| Passage provided |
[Start of section]

Antimicrobial resistance (AMR) is one of the world’s urgent public health problems. New therapeutics and strategies are needed to contend with the growing number of resistant superbugs. Now, scientists at the Queensland University of Technology (QUT) and the QUT Center for Microbiome Research report they have discovered almost a million potential sources of antibiotics in the natural world. The researchers used machine learning to identify 863,498 promising antimicrobial peptides.

Their findings are published in Cell in an article titled, “Discovery of antimicrobial peptides in the global microbiome with machine learning.”

“There is an urgent need for new methods for antibiotic discovery,” explained Luis Pedro Fragao Bento Coelho, associate professor and a researcher at the QUT Center for Microbiome Research.

“It is one of the top public health threats, killing 1.27 million people each year.”

Without intervention, it is estimated that AMR could cause up to 10 million deaths per year by 2050.

“Using artificial intelligence to understand and harness the power of the global microbiome will hopefully drive innovative research for better public health outcomes,” he said.

Associate professor Luis Pedro Fragao Bento Coelho has explored the global microbiome to find peptides that could be used as antibiotics.  [QUT]

The team verified the machine predictions by testing 100 laboratory-made peptides against clinically significant pathogens. They found 79 disrupted bacterial membranes and 63 specifically targeted antibiotic-resistant bacteria such as Staphylococcus aureus and Escherichia coli.

“Moreover, some peptides helped to eliminate infections in mice; two in particular reduced bacteria by up to four orders of magnitude,” Coelho said.

In a preclinical model, tested on infected mice, treatment with these peptides produced results similar to the effects of polymyxin B—a commercially available antibiotic that is used to treat meningitis, pneumonia, sepsis, and urinary tract infections.

[End of section]

[Saved entries]
[Start of section]

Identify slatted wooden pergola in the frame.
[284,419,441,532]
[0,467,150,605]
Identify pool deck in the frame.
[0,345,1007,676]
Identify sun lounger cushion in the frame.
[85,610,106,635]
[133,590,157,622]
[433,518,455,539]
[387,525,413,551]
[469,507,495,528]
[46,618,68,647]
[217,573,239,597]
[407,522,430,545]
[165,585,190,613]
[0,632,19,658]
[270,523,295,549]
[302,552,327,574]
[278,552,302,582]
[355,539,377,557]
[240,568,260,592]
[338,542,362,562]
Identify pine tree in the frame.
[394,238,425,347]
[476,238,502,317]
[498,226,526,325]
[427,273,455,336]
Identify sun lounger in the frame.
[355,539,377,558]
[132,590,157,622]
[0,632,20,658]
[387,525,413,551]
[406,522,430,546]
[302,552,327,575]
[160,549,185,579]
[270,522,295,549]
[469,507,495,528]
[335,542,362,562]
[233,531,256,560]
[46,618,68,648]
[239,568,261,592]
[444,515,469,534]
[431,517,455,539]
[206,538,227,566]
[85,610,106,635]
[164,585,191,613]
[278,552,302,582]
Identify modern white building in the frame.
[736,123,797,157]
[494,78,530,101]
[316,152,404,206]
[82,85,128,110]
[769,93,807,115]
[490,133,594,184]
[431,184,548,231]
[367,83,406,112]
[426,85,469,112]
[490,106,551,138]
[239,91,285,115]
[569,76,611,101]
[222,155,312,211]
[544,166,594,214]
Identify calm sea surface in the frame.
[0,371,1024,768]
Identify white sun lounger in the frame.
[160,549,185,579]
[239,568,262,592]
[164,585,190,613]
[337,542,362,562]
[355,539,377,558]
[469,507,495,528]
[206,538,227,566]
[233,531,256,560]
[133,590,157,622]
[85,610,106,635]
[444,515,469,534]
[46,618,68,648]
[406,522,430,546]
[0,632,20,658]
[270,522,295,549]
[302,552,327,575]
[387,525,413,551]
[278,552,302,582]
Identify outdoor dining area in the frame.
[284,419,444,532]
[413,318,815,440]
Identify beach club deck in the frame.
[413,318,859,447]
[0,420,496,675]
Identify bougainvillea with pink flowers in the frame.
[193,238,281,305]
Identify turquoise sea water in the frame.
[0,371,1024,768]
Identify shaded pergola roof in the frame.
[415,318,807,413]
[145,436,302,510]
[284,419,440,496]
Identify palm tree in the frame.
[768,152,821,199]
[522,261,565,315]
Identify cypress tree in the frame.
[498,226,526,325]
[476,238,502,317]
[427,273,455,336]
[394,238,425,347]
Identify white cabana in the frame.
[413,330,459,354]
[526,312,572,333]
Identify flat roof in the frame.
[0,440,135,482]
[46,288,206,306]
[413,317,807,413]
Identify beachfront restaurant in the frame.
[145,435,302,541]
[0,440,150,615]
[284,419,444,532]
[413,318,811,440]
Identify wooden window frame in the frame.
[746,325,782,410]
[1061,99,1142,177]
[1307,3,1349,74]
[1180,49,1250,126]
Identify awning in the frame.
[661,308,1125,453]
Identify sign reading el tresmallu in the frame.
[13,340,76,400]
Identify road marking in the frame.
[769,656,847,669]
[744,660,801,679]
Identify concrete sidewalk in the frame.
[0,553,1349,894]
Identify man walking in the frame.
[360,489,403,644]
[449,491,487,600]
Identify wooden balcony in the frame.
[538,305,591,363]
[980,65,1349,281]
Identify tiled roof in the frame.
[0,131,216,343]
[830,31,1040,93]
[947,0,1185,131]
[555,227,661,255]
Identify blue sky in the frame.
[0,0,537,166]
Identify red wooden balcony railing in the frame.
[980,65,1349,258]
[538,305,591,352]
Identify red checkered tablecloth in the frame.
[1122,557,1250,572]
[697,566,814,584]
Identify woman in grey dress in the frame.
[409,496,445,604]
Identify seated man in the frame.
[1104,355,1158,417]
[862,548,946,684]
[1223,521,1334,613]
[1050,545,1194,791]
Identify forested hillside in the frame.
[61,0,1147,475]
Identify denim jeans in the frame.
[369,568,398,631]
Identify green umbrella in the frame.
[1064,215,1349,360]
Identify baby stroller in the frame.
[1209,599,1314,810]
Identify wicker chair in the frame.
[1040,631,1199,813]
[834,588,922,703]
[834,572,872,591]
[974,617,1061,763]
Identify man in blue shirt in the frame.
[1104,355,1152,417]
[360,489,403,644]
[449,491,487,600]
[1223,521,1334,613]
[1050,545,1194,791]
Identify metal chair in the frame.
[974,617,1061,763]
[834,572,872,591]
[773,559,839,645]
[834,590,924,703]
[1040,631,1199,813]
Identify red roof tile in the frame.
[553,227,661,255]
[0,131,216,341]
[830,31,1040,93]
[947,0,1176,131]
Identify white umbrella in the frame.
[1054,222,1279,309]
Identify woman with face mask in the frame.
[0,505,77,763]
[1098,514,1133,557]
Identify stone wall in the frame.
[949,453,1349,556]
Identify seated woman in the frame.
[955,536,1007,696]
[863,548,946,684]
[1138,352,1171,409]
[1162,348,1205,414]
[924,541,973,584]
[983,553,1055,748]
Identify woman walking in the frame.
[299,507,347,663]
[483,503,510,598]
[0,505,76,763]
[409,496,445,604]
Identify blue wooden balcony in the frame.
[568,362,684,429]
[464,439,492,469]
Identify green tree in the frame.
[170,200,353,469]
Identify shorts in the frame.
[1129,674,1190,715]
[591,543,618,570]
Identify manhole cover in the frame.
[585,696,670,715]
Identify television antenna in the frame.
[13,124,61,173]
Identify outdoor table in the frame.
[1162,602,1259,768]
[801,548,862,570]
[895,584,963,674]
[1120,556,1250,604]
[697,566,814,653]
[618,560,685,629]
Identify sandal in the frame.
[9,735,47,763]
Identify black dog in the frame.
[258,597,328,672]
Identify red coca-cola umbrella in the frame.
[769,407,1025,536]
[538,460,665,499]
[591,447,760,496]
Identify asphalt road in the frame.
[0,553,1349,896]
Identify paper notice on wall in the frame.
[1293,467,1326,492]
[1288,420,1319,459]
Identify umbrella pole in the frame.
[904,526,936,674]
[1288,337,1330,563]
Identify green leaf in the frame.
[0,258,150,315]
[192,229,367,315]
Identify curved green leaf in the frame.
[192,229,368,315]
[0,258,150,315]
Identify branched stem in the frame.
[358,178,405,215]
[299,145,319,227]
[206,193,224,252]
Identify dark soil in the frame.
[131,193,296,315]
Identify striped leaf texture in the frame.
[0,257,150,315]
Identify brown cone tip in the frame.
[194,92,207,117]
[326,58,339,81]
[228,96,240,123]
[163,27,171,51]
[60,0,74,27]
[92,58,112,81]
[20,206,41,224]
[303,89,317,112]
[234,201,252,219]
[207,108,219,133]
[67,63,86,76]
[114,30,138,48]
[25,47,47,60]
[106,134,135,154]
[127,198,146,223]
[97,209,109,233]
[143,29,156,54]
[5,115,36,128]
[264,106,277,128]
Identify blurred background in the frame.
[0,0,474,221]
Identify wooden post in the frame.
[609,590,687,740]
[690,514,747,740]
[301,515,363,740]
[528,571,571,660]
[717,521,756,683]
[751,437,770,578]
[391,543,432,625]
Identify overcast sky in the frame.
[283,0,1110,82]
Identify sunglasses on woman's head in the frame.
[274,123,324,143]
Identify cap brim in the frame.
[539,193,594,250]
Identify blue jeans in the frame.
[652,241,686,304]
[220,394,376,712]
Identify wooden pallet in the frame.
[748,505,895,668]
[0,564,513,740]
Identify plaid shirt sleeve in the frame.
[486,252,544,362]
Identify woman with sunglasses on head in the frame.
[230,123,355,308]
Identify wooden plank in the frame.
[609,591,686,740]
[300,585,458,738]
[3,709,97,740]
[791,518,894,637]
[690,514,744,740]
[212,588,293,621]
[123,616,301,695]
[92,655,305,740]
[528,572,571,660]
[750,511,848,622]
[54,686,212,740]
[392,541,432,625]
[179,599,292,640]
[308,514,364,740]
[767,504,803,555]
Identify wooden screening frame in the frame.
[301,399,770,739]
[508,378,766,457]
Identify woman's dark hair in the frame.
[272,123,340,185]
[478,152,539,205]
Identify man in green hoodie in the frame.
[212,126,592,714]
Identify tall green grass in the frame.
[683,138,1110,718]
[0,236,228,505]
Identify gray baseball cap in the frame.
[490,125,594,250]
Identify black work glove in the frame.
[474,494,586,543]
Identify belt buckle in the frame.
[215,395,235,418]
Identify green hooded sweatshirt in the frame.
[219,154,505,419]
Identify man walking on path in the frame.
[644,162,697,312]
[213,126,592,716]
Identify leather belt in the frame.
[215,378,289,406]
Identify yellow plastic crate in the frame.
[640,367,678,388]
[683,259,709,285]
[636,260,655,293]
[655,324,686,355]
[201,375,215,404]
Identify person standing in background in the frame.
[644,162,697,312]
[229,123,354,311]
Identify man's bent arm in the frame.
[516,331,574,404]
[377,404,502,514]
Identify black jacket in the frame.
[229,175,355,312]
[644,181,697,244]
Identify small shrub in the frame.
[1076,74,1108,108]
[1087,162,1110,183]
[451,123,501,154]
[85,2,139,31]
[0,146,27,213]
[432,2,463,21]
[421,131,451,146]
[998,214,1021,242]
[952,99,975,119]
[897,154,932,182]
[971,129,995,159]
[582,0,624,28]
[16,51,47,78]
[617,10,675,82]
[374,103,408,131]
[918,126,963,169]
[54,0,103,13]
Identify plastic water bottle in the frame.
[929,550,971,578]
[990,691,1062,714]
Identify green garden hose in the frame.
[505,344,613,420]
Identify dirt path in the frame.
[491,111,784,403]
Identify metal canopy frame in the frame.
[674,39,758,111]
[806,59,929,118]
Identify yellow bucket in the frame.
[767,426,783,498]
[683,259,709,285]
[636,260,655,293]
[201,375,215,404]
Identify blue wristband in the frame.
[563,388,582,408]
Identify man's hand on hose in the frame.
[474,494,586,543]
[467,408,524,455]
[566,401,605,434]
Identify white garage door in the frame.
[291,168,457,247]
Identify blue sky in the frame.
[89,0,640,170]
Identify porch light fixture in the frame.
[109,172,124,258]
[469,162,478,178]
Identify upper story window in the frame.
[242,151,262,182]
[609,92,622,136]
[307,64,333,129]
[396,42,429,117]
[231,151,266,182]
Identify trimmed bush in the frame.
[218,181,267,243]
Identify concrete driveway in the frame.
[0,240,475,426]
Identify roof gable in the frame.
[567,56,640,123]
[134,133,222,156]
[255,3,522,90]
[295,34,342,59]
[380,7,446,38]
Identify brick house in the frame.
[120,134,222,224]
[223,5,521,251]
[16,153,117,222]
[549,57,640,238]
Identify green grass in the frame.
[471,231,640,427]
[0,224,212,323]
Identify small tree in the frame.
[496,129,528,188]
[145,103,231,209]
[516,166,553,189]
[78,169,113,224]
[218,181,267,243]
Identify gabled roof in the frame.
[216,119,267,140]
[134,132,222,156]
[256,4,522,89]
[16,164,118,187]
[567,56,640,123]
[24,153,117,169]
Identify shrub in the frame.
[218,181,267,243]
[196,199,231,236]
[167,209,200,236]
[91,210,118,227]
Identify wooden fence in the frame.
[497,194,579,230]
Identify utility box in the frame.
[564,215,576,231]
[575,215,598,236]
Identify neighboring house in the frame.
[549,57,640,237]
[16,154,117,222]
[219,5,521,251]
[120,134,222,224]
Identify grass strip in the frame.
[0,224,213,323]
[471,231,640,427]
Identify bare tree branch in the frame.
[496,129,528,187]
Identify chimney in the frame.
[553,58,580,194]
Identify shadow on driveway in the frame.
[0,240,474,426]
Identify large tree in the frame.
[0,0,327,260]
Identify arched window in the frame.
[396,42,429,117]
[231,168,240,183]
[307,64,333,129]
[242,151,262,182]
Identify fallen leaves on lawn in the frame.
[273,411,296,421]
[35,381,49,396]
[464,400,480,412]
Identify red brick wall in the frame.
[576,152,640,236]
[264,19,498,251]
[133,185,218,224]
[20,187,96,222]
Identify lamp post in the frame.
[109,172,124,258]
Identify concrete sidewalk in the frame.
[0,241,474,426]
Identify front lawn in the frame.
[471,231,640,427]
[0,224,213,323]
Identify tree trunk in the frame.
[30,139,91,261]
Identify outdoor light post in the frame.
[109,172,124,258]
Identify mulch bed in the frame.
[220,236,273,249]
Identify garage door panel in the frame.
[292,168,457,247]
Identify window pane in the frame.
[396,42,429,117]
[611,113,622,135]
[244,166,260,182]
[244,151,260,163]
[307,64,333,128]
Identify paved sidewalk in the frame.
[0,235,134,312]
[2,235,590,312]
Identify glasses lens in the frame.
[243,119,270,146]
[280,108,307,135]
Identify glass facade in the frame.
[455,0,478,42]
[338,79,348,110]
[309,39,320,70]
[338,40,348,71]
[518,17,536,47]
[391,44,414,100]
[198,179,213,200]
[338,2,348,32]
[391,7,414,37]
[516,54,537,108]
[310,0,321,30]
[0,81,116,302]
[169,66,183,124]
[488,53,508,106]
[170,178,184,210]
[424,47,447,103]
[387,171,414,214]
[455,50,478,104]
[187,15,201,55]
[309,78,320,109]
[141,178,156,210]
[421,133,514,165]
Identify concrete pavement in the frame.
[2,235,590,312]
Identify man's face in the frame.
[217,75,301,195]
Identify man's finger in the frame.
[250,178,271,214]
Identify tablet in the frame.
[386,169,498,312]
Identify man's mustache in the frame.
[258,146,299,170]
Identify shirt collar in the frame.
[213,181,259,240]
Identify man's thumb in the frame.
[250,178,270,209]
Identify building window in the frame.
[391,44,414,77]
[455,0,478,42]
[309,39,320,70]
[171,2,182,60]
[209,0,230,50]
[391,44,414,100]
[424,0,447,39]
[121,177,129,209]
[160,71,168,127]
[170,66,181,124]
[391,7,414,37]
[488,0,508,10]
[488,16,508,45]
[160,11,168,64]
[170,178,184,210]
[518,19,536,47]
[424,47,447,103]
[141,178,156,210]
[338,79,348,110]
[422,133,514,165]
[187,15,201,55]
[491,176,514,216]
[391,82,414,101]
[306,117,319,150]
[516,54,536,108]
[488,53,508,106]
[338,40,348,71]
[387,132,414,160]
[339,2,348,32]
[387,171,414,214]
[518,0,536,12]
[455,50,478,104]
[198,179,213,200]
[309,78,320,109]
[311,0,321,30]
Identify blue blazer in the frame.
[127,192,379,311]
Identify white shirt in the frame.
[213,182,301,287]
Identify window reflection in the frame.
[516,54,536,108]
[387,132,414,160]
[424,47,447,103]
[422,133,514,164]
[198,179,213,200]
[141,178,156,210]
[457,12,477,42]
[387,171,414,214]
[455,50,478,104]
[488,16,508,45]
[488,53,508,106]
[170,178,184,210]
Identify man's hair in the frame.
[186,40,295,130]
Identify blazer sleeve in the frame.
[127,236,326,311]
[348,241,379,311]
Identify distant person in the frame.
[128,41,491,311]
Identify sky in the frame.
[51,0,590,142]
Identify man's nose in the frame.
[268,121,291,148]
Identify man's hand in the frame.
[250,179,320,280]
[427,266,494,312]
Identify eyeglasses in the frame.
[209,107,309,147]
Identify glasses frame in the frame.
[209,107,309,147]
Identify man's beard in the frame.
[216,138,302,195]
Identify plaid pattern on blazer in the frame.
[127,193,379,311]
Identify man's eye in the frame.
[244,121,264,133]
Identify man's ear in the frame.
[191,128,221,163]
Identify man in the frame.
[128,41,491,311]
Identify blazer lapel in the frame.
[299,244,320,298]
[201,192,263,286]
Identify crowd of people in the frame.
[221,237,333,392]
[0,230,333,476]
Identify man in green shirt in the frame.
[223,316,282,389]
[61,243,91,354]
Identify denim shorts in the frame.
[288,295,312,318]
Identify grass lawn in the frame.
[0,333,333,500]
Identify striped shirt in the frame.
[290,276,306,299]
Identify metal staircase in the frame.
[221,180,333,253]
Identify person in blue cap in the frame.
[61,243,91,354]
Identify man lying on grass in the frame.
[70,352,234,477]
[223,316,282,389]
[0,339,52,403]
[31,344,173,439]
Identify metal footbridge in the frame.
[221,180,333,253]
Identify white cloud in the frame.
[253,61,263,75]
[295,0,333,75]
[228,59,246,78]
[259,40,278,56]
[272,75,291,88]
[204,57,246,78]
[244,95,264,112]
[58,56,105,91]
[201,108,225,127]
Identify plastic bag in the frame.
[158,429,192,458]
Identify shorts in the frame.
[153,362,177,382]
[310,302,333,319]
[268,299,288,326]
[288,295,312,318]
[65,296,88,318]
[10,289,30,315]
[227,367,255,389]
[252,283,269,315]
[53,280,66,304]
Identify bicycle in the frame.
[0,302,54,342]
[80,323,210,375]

[End of section]

| Exercise tasks |
1. Translate this sentence from the passage on antimicrobial peptides into Spanish: "Without intervention, it is estimated that AMR could cause up to 10 million deaths per year by 2050."
2. Quote the passage on antimicrobial peptides, starting with "Without intervention, it" and going on through "and Escherichia coli.".
The records above come from a source separate from the passage on antimicrobial peptides.

| Task-by-task results |
1. Sin intervención, se estima que la RAM podría causar hasta 10 millones de muertes al año para 2050.

2.
Without intervention, it is estimated that AMR could cause up to 10 million deaths per year by 2050.

“Using artificial intelligence to understand and harness the power of the global microbiome will hopefully drive innovative research for better public health outcomes,” he said.

Associate professor Luis Pedro Fragao Bento Coelho has explored the global microbiome to find peptides that could be used as antibiotics.  [QUT]

The team verified the machine predictions by testing 100 laboratory-made peptides against clinically significant pathogens. They found 79 disrupted bacterial membranes and 63 specifically targeted antibiotic-resistant bacteria such as Staphylococcus aureus and Escherichia coli.